◆ **Work item**
Can you reproduce, unchanged, the part of the rows below that opens with the line containing "79L68 143L56 120L0" and closes with the line containing "positive clicks: (75, 147)", including both of those lines?

◆ **Record set**
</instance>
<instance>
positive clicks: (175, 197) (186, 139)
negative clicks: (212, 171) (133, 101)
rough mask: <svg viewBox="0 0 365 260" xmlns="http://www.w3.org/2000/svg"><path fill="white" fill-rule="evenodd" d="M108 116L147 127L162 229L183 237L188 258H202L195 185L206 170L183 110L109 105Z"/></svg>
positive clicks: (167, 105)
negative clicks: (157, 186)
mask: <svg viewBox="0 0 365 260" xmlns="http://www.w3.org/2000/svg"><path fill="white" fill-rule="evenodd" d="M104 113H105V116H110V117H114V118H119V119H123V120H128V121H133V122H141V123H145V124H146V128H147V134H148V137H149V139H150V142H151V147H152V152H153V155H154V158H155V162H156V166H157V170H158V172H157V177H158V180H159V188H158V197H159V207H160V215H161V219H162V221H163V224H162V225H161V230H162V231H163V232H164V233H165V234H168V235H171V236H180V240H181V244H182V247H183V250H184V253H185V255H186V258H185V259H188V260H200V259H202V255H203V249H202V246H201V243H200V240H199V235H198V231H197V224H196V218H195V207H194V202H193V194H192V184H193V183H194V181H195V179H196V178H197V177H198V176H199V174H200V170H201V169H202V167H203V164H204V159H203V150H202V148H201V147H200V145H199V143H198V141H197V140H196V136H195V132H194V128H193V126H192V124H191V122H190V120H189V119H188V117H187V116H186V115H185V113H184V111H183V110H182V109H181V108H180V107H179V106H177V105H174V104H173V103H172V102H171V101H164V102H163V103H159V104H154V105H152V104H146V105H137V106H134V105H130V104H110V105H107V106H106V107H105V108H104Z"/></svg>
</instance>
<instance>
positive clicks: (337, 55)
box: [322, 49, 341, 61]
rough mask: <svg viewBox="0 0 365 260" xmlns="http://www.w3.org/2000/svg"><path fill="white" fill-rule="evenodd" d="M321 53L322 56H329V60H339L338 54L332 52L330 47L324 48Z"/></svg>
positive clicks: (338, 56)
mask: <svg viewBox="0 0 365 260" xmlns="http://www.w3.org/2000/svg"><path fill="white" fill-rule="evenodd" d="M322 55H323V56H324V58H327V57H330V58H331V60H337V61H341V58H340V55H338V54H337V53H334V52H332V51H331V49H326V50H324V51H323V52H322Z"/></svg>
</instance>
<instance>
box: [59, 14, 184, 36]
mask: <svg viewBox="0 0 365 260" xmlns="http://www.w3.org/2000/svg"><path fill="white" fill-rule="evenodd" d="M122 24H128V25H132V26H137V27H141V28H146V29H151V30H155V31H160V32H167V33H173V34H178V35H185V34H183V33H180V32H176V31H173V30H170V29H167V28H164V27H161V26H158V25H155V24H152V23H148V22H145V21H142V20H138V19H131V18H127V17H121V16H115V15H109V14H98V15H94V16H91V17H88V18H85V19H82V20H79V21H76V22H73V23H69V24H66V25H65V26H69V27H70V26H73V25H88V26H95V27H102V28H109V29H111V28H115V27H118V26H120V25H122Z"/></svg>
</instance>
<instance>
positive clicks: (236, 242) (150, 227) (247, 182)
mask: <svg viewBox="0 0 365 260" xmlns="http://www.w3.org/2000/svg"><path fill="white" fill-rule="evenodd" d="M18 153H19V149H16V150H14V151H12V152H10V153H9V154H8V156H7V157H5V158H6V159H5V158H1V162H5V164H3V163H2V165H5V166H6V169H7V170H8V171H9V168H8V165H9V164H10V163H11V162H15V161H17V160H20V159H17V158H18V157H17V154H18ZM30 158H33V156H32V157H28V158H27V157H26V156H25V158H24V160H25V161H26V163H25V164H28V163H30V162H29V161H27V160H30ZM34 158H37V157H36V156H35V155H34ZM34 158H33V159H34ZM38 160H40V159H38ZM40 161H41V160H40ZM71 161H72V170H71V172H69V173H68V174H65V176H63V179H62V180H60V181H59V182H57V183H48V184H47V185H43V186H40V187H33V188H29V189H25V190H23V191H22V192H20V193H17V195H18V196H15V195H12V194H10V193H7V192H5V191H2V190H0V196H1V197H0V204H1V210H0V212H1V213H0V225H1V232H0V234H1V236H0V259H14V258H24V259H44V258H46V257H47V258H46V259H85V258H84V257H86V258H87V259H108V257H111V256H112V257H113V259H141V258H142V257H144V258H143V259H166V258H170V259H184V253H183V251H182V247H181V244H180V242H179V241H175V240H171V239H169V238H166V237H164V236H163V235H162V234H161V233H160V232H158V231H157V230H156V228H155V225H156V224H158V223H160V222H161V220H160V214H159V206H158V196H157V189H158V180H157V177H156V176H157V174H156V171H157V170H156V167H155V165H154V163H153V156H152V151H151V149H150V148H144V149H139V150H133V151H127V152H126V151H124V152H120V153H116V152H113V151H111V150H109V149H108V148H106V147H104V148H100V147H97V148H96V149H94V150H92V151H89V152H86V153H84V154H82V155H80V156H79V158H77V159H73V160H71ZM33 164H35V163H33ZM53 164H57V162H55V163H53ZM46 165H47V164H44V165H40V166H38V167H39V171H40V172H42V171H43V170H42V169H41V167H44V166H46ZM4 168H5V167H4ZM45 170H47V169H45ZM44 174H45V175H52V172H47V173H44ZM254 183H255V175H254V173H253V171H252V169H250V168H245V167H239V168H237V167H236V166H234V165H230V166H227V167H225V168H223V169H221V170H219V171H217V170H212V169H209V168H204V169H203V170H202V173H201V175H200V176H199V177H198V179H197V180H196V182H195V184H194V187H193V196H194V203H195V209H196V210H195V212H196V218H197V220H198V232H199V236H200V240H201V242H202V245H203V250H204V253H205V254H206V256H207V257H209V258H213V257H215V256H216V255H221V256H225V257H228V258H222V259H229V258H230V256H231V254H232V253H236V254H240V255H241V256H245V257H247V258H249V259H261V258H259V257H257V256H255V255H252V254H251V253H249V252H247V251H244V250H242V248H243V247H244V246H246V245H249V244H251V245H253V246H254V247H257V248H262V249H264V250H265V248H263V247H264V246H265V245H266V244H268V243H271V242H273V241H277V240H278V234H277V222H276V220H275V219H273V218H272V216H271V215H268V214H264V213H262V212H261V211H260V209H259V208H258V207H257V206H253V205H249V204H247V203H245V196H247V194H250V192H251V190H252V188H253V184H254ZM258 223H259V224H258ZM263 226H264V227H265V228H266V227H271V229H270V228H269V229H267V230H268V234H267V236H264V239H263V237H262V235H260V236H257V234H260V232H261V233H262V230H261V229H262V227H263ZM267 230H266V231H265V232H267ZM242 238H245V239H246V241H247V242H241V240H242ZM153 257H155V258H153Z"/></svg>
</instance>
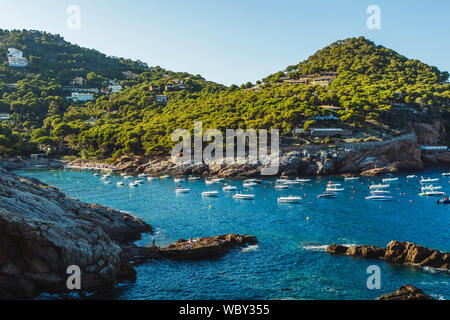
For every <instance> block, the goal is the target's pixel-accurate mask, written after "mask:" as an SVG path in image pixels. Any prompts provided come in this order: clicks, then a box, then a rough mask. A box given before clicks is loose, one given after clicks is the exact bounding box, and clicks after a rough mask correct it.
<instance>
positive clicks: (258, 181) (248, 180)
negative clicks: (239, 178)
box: [244, 179, 262, 184]
mask: <svg viewBox="0 0 450 320" xmlns="http://www.w3.org/2000/svg"><path fill="white" fill-rule="evenodd" d="M248 182H253V183H258V184H260V183H262V180H258V179H247V180H244V183H248Z"/></svg>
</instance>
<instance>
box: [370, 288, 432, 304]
mask: <svg viewBox="0 0 450 320" xmlns="http://www.w3.org/2000/svg"><path fill="white" fill-rule="evenodd" d="M378 300H434V299H433V297H432V296H430V295H427V294H425V293H423V291H422V290H421V289H419V288H416V287H414V286H412V285H405V286H401V287H400V288H399V289H398V290H397V291H395V292H393V293H387V294H383V295H382V296H380V297H379V298H378Z"/></svg>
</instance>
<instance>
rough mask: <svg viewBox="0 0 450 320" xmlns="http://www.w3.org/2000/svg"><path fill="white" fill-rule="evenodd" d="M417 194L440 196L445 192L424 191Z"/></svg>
mask: <svg viewBox="0 0 450 320" xmlns="http://www.w3.org/2000/svg"><path fill="white" fill-rule="evenodd" d="M419 196H426V197H442V196H445V192H443V191H425V192H422V193H419Z"/></svg>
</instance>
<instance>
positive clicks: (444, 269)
mask: <svg viewBox="0 0 450 320" xmlns="http://www.w3.org/2000/svg"><path fill="white" fill-rule="evenodd" d="M327 251H328V252H329V253H331V254H342V255H348V256H352V257H360V258H373V259H383V260H386V261H388V262H392V263H399V264H403V263H410V264H415V265H418V266H420V267H431V268H436V269H443V270H450V254H449V253H445V252H440V251H438V250H435V249H430V248H427V247H423V246H419V245H417V244H414V243H410V242H400V241H391V242H389V244H388V245H387V248H380V247H376V246H365V245H362V246H343V245H338V244H331V245H329V246H327Z"/></svg>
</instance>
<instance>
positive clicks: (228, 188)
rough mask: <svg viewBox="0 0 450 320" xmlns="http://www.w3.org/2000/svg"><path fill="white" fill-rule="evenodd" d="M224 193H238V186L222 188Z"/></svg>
mask: <svg viewBox="0 0 450 320" xmlns="http://www.w3.org/2000/svg"><path fill="white" fill-rule="evenodd" d="M222 190H223V191H236V190H237V187H236V186H230V185H226V186H225V187H223V188H222Z"/></svg>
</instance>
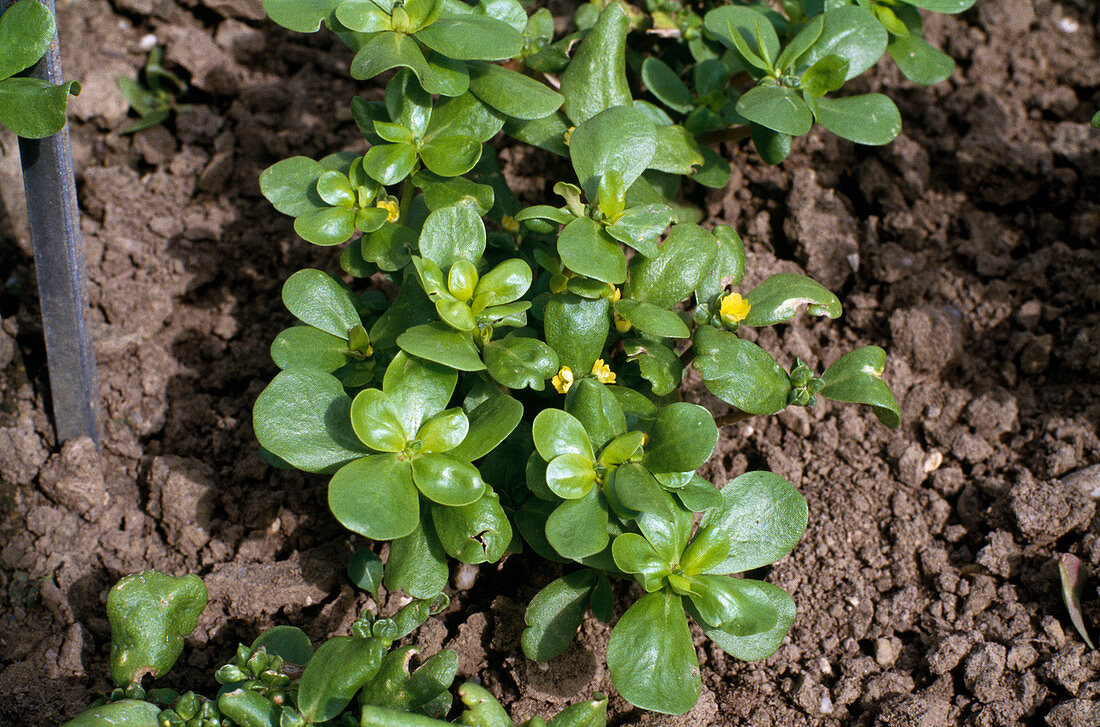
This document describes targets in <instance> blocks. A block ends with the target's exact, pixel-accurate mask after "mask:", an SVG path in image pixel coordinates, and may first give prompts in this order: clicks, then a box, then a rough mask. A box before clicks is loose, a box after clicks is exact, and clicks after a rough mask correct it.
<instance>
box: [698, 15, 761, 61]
mask: <svg viewBox="0 0 1100 727" xmlns="http://www.w3.org/2000/svg"><path fill="white" fill-rule="evenodd" d="M703 22H704V24H705V25H706V30H708V31H711V33H713V34H714V36H715V37H717V38H718V41H720V42H722V43H723V44H724V45H726V46H728V47H731V48H736V49H737V52H738V53H740V55H741V56H742V57H744V58H745V60H747V62H748V63H750V64H751V65H753V66H756V67H757V68H760V69H761V70H770V69H771V66H772V62H773V60H774V59H775V57H777V56H778V55H779V35H777V33H775V27H774V26H773V25H772V24H771V21H769V20H768V16H767V15H764V14H763V13H761V12H759V11H758V10H753V9H752V8H745V7H741V5H723V7H720V8H715V9H714V10H712V11H711V12H708V13H706V16H705V18H704V21H703Z"/></svg>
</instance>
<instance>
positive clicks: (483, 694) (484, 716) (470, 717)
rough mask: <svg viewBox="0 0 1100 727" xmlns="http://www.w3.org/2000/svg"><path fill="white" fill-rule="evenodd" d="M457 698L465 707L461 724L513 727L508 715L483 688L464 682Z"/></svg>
mask: <svg viewBox="0 0 1100 727" xmlns="http://www.w3.org/2000/svg"><path fill="white" fill-rule="evenodd" d="M459 696H460V697H461V698H462V703H463V704H464V705H466V712H463V713H462V717H461V720H460V722H461V724H463V725H471V726H476V727H513V723H511V718H510V717H509V716H508V713H507V712H505V711H504V707H502V706H500V703H499V702H497V701H496V700H495V698H493V695H492V694H489V693H488V692H487V691H486V690H485V687H484V686H481V685H478V684H474V683H473V682H466V683H465V684H463V685H462V686H460V687H459Z"/></svg>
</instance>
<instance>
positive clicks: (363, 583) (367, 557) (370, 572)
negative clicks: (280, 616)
mask: <svg viewBox="0 0 1100 727" xmlns="http://www.w3.org/2000/svg"><path fill="white" fill-rule="evenodd" d="M406 537H408V536H406ZM348 577H349V579H351V582H352V583H354V584H355V585H356V586H357V587H360V588H362V590H363V591H366V592H367V593H370V594H371V595H372V596H374V597H375V599H377V598H378V586H381V585H382V559H381V558H378V554H377V553H375V552H374V551H373V550H368V549H366V548H360V549H359V550H356V551H355V552H354V553H352V554H351V558H349V559H348ZM276 628H277V627H276ZM292 662H293V663H300V662H296V661H293V660H292Z"/></svg>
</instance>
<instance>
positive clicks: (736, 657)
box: [689, 579, 795, 661]
mask: <svg viewBox="0 0 1100 727" xmlns="http://www.w3.org/2000/svg"><path fill="white" fill-rule="evenodd" d="M750 585H752V586H755V587H756V588H757V590H759V591H760V592H761V593H763V594H764V595H767V596H768V598H770V599H771V605H772V607H773V608H774V609H775V615H777V619H775V626H773V627H772V628H770V629H769V630H767V631H763V632H762V634H753V635H752V636H744V637H738V636H734V635H731V634H728V632H727V631H723V630H722V629H719V628H712V627H711V626H708V625H707V624H706V623H705V621H703V619H702V618H696V619H695V620H696V621H698V624H700V626H701V627H702V628H703V631H704V632H705V634H706V635H707V637H708V638H709V639H711V640H712V641H714V642H715V643H716V645H718V647H719V648H720V649H722V650H723V651H725V652H726V653H728V654H729V656H731V657H734V658H735V659H740V660H742V661H760V660H761V659H767V658H768V657H770V656H771V654H773V653H775V650H777V649H779V647H780V645H781V643H782V642H783V639H784V638H785V637H787V632H788V631H789V630H790V629H791V624H792V623H794V613H795V608H794V598H791V596H790V594H788V593H787V592H785V591H783V590H782V588H780V587H779V586H775V585H772V584H770V583H767V582H764V581H749V580H747V579H744V580H741V587H742V588H747V587H749V586H750ZM689 609H690V610H694V608H693V607H691V606H689ZM695 615H696V614H693V617H694V616H695Z"/></svg>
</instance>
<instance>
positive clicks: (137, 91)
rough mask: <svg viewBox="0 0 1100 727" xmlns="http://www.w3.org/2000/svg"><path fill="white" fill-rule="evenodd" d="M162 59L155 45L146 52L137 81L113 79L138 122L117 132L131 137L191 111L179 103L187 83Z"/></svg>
mask: <svg viewBox="0 0 1100 727" xmlns="http://www.w3.org/2000/svg"><path fill="white" fill-rule="evenodd" d="M163 59H164V48H163V47H161V46H156V47H154V48H153V49H152V51H150V52H149V58H146V59H145V66H144V68H142V73H141V74H140V75H139V76H138V78H129V77H127V76H119V77H118V78H117V79H116V84H118V86H119V92H120V93H122V97H123V98H125V99H127V101H129V102H130V108H131V109H132V110H133V111H134V112H135V113H136V114H138V115H139V119H138V121H135V122H133V123H132V124H130V125H129V126H127V128H125V129H123V130H122V131H121V132H119V133H123V134H133V133H136V132H139V131H145V130H146V129H152V128H153V126H156V125H160V124H162V123H164V122H165V121H167V120H168V117H169V115H171V114H172V112H173V111H184V110H186V109H188V108H190V107H188V106H187V104H180V103H179V99H180V98H182V97H183V96H184V95H186V93H187V81H185V80H184V79H182V78H180V77H179V76H177V75H176V74H174V73H172V71H171V70H168V69H167V68H165V67H164V65H162V62H163Z"/></svg>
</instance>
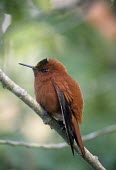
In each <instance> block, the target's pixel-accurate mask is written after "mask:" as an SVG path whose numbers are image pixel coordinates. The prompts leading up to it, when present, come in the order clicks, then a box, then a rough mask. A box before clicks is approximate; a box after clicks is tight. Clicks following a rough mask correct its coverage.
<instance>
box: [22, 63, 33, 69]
mask: <svg viewBox="0 0 116 170" xmlns="http://www.w3.org/2000/svg"><path fill="white" fill-rule="evenodd" d="M19 64H20V65H22V66H25V67H29V68H32V69H34V68H35V67H34V66H30V65H27V64H22V63H19Z"/></svg>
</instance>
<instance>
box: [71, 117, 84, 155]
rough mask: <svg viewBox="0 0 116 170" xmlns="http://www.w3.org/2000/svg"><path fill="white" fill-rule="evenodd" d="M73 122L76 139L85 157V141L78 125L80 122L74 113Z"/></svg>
mask: <svg viewBox="0 0 116 170" xmlns="http://www.w3.org/2000/svg"><path fill="white" fill-rule="evenodd" d="M72 124H73V127H74V138H75V141H76V143H77V145H78V146H79V148H80V150H81V153H82V155H83V157H85V149H84V145H83V142H82V138H81V134H80V129H79V125H78V122H77V120H76V119H75V117H74V116H73V115H72Z"/></svg>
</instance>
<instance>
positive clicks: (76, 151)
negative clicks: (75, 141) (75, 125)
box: [0, 69, 105, 170]
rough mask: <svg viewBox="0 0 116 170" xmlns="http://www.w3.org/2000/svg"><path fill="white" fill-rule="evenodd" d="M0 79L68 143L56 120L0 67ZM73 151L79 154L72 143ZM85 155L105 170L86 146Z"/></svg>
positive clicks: (75, 147)
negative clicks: (46, 113) (46, 112)
mask: <svg viewBox="0 0 116 170" xmlns="http://www.w3.org/2000/svg"><path fill="white" fill-rule="evenodd" d="M0 81H1V83H2V85H3V87H4V88H7V89H8V90H10V91H11V92H12V93H14V94H15V95H16V96H17V97H18V98H20V99H21V100H22V101H23V102H24V103H26V104H27V105H28V106H29V107H30V108H31V109H32V110H34V111H35V112H36V113H37V114H38V115H39V116H40V117H41V118H42V120H43V122H44V123H45V124H48V125H49V126H50V127H51V128H52V129H54V130H55V131H57V132H58V134H59V135H60V136H62V137H63V139H64V140H65V141H66V142H67V143H68V139H67V135H66V132H65V131H63V130H61V127H60V125H59V124H58V122H57V121H56V120H55V119H54V118H52V117H51V116H50V115H46V114H44V113H45V111H44V110H43V109H42V108H41V106H40V105H39V104H38V103H37V102H36V101H35V100H34V99H33V98H32V97H31V96H30V95H29V94H27V92H26V91H25V90H24V89H22V88H20V87H19V86H18V85H17V84H15V83H14V82H13V81H12V80H11V79H10V78H9V77H8V76H7V75H6V74H5V73H4V72H3V71H2V70H1V69H0ZM74 149H75V151H76V152H77V153H78V154H79V155H81V153H80V151H79V148H78V147H77V146H76V145H74ZM85 152H86V157H85V158H83V159H85V160H86V162H88V163H89V165H90V166H91V167H93V168H94V169H96V170H105V168H104V167H103V166H102V164H101V163H100V162H99V160H98V158H97V157H96V156H93V155H92V154H91V153H90V152H89V151H88V150H87V149H86V148H85Z"/></svg>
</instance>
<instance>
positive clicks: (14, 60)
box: [0, 0, 116, 170]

◆ **Result of the exercise**
rough mask: <svg viewBox="0 0 116 170" xmlns="http://www.w3.org/2000/svg"><path fill="white" fill-rule="evenodd" d="M0 79L68 143L56 120L0 67ZM73 151L79 154L72 143ZM85 155L105 170L86 146Z"/></svg>
positive clicks: (75, 147)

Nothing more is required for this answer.